WRITTEN PROBLEM: Please copy out the lines that begin at the one containing "Where is each instance of the turquoise" and end with the last of the rows, requests included, shifting each point coordinate in the answers by adding 112 to it and leaving the requests unchanged.

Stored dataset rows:
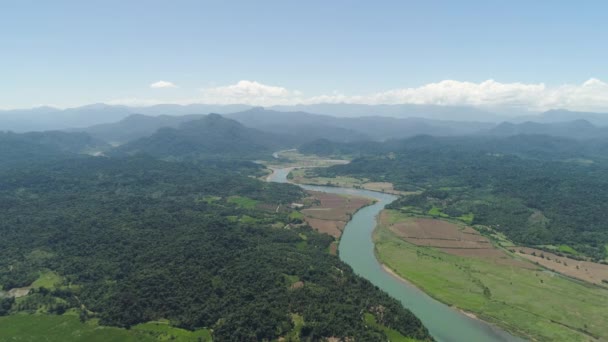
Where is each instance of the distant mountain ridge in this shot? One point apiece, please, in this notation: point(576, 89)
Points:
point(310, 126)
point(210, 136)
point(136, 126)
point(577, 129)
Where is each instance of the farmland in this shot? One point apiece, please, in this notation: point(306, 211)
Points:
point(305, 176)
point(329, 213)
point(494, 284)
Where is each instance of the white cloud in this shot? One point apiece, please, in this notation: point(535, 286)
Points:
point(162, 84)
point(250, 92)
point(591, 95)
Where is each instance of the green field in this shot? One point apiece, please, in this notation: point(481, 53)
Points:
point(51, 328)
point(531, 302)
point(48, 280)
point(243, 202)
point(392, 334)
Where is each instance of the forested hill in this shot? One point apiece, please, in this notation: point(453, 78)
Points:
point(135, 239)
point(211, 136)
point(538, 199)
point(18, 149)
point(541, 147)
point(136, 126)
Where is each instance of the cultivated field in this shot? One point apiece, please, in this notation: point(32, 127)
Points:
point(498, 286)
point(585, 270)
point(329, 213)
point(301, 176)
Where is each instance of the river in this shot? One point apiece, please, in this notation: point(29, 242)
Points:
point(356, 248)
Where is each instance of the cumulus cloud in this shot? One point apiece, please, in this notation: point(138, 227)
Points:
point(162, 84)
point(250, 92)
point(591, 95)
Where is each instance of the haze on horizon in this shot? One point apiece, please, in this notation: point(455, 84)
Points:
point(512, 56)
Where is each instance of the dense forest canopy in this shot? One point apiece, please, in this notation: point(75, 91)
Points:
point(136, 239)
point(529, 187)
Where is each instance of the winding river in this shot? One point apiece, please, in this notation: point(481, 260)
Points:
point(357, 249)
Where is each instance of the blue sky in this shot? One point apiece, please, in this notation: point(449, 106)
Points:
point(69, 53)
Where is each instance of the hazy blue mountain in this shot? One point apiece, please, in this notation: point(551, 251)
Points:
point(307, 127)
point(578, 129)
point(48, 118)
point(136, 126)
point(17, 149)
point(210, 136)
point(301, 126)
point(562, 115)
point(454, 113)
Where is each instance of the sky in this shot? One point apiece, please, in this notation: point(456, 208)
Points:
point(532, 55)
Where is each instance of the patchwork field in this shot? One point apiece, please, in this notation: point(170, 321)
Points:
point(494, 284)
point(301, 176)
point(329, 213)
point(584, 270)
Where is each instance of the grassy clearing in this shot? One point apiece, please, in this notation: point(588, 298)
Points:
point(467, 218)
point(567, 249)
point(243, 202)
point(531, 302)
point(51, 328)
point(295, 215)
point(48, 279)
point(162, 331)
point(294, 158)
point(436, 212)
point(294, 334)
point(393, 335)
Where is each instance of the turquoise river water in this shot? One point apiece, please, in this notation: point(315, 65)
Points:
point(445, 323)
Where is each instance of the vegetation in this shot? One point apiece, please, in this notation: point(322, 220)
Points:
point(131, 241)
point(527, 300)
point(529, 195)
point(210, 136)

EXERCISE OUTPUT:
Where is each instance of the turquoise river water in this shot? One point apiece, please, in this notation: point(315, 65)
Points:
point(557, 435)
Where is each instance of the vegetation in this shot? One point apiece, please, in this notation: point(322, 220)
Points:
point(243, 353)
point(639, 412)
point(641, 307)
point(322, 248)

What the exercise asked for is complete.